INSTRUCTIONS FOR THE TASK =>
Answer these from the shrinkflation article:
1. What percentage of American shoppers have stopped buying brands because of shrinkflation?
2. How many views has the shrinkflation hashtag gotten on TikTok?
3. What does shrinkflation destroy, even though it might protect short-term margins?

Your favorite cookies are half the size they used to be. The peanut butter jar got smaller. The dog

Shrinkflation Is Destroying Brand Loyalty

Your favorite cookies are half the size they used to be. The peanut butter jar got smaller. The dog food bag shrank. The cereal box looks the same but holds less. In every case, prices stayed the same or went up.

Shrinkflation has gone from a quiet corporate tactic to a consumer rebellion trigger. Forty-eight percent of American shoppers have abandoned brands because of it. Seventy-five percent notice when it happens. The hashtag shrinkflation has racked up 86 million views on TikTok as consumers document the deception and call out brands publicly.

For founders and business leaders, the message is clear. Shrinkflation might protect short-term margins, but it destroys the trust that keeps customers returning. And once trust breaks, brand loyalty dies with it.

EXTRACTED ENTRIES =>
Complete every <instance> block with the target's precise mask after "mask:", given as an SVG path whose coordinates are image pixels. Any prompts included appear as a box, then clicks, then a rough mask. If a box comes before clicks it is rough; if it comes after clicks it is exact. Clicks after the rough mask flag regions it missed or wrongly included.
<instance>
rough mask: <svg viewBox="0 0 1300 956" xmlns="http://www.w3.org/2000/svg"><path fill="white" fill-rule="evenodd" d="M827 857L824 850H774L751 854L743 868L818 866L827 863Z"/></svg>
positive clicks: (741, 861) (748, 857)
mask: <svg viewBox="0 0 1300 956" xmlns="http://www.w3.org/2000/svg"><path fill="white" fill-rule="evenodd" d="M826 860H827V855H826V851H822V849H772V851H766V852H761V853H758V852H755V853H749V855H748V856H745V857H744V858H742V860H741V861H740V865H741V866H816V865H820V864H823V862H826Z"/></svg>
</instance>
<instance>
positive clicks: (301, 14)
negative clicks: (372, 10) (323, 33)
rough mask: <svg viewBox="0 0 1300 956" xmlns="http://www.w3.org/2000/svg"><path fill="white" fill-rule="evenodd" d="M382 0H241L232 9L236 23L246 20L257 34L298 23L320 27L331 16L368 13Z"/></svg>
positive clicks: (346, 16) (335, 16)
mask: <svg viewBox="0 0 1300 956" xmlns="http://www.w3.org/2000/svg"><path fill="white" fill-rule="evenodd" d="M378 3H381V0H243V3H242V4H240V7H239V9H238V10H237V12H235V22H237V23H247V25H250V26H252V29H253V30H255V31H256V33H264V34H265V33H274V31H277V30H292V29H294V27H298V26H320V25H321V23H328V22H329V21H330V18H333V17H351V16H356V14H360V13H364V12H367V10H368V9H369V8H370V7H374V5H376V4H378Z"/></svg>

RESPONSE TO THIS EXERCISE =>
1. Forty-eight percent.
2. 86 million.
3. The trust that keeps customers returning.